## Work item:
The response should be a faithful copy of every record, with nothing left out.
*** Opening of Data records ***
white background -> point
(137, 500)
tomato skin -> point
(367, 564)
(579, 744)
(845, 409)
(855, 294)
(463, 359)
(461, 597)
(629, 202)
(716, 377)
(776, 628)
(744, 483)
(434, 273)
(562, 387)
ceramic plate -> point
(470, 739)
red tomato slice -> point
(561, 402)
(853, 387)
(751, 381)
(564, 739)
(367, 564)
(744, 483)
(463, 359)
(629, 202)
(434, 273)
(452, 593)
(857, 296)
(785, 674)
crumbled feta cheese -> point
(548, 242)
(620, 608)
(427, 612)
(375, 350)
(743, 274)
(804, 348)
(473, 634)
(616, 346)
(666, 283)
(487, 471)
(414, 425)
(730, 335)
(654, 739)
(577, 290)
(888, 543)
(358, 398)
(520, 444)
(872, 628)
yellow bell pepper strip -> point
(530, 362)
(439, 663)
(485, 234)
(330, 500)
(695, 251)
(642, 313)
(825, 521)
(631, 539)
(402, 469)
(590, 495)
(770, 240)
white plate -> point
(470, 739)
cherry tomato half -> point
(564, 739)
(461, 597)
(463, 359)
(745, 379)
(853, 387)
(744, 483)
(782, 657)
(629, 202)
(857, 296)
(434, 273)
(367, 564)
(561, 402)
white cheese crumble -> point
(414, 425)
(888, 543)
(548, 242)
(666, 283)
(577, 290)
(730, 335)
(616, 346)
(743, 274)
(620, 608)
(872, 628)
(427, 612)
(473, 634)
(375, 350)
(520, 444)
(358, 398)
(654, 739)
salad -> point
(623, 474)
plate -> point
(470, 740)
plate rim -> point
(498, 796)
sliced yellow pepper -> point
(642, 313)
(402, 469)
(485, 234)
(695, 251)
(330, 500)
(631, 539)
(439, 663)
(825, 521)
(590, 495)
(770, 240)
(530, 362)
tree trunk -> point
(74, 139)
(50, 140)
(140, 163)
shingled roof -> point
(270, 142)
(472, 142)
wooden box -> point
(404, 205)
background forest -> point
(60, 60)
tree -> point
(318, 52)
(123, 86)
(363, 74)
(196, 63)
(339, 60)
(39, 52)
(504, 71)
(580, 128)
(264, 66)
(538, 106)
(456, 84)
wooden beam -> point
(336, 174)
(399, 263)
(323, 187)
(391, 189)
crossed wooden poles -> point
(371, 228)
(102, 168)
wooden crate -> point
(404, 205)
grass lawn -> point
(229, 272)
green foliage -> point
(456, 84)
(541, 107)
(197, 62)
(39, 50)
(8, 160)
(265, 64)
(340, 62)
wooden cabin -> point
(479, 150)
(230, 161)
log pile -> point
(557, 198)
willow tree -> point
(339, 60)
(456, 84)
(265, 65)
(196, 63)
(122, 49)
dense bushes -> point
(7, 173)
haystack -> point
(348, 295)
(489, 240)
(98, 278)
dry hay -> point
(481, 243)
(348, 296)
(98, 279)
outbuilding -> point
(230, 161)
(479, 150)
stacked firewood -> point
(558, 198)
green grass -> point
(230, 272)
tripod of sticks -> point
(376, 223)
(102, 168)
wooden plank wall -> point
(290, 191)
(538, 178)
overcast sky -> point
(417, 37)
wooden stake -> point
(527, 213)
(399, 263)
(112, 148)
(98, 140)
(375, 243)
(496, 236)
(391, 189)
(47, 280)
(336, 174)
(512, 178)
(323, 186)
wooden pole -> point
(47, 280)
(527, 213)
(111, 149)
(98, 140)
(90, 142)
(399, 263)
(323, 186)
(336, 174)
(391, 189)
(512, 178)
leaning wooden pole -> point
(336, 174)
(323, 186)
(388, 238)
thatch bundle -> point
*** Close of Data records ***
## Solution for this task:
white background -> point
(137, 500)
tomato skin -> point
(367, 564)
(579, 744)
(845, 409)
(855, 294)
(463, 359)
(461, 597)
(629, 202)
(716, 377)
(776, 628)
(744, 483)
(434, 273)
(562, 387)
ceramic plate -> point
(470, 739)
red tomato slice -> point
(561, 402)
(853, 387)
(751, 381)
(564, 739)
(367, 564)
(744, 483)
(463, 359)
(629, 202)
(434, 273)
(452, 593)
(857, 296)
(785, 674)
crumbled feta cheese -> point
(548, 242)
(620, 608)
(427, 612)
(375, 350)
(743, 274)
(804, 348)
(473, 634)
(616, 346)
(666, 283)
(487, 471)
(414, 425)
(730, 335)
(654, 739)
(577, 290)
(888, 543)
(358, 398)
(520, 444)
(872, 628)
yellow bell pepper strip -> point
(530, 362)
(439, 663)
(485, 234)
(330, 500)
(695, 251)
(642, 313)
(825, 521)
(631, 539)
(402, 469)
(590, 495)
(770, 240)
white plate -> point
(470, 739)
cherry tomato half -> point
(564, 739)
(461, 597)
(463, 359)
(745, 379)
(853, 387)
(744, 483)
(782, 657)
(629, 202)
(857, 296)
(434, 273)
(367, 564)
(561, 402)
white cheese crumble -> point
(414, 425)
(888, 543)
(548, 242)
(666, 283)
(577, 290)
(730, 335)
(616, 346)
(743, 274)
(620, 608)
(872, 628)
(427, 612)
(473, 634)
(375, 350)
(520, 444)
(358, 398)
(654, 739)
salad -> point
(623, 474)
plate -> point
(470, 740)
plate rim -> point
(498, 796)
sliced yellow pepper -> point
(642, 313)
(402, 469)
(485, 234)
(695, 251)
(330, 500)
(631, 539)
(439, 663)
(825, 521)
(590, 495)
(770, 240)
(530, 362)
tree trunk -> point
(74, 139)
(50, 140)
(140, 163)
shingled roof -> point
(270, 142)
(472, 142)
wooden box -> point
(404, 205)
background forest -> point
(60, 60)
tree -> point
(318, 52)
(123, 86)
(363, 74)
(196, 63)
(339, 60)
(39, 52)
(504, 71)
(580, 128)
(264, 66)
(538, 106)
(456, 84)
wooden beam -> point
(336, 174)
(399, 263)
(323, 187)
(391, 189)
crossed wooden poles -> point
(371, 228)
(102, 168)
wooden crate -> point
(404, 205)
grass lawn -> point
(229, 272)
green foliage -> point
(456, 84)
(541, 107)
(197, 62)
(39, 50)
(8, 160)
(265, 64)
(340, 62)
wooden cabin -> point
(479, 150)
(230, 161)
log pile -> point
(557, 198)
willow tree -> point
(339, 60)
(456, 84)
(265, 65)
(196, 63)
(122, 49)
dense bushes -> point
(7, 173)
haystack -> point
(348, 295)
(489, 240)
(98, 278)
dry hay -> point
(481, 243)
(348, 296)
(98, 279)
outbuilding -> point
(230, 161)
(479, 150)
stacked firewood -> point
(558, 198)
green grass -> point
(230, 272)
tripod of sticks -> point
(376, 223)
(102, 168)
wooden plank wall -> point
(290, 191)
(538, 178)
overcast sky -> point
(417, 37)
wooden stake -> point
(527, 213)
(399, 263)
(112, 148)
(98, 140)
(375, 243)
(496, 236)
(391, 189)
(47, 280)
(336, 174)
(512, 178)
(323, 186)
wooden pole -> point
(47, 280)
(527, 213)
(111, 149)
(98, 140)
(90, 142)
(399, 263)
(323, 186)
(336, 174)
(391, 189)
(512, 178)
leaning wooden pole -> point
(336, 174)
(323, 186)
(388, 238)
thatch bundle -> point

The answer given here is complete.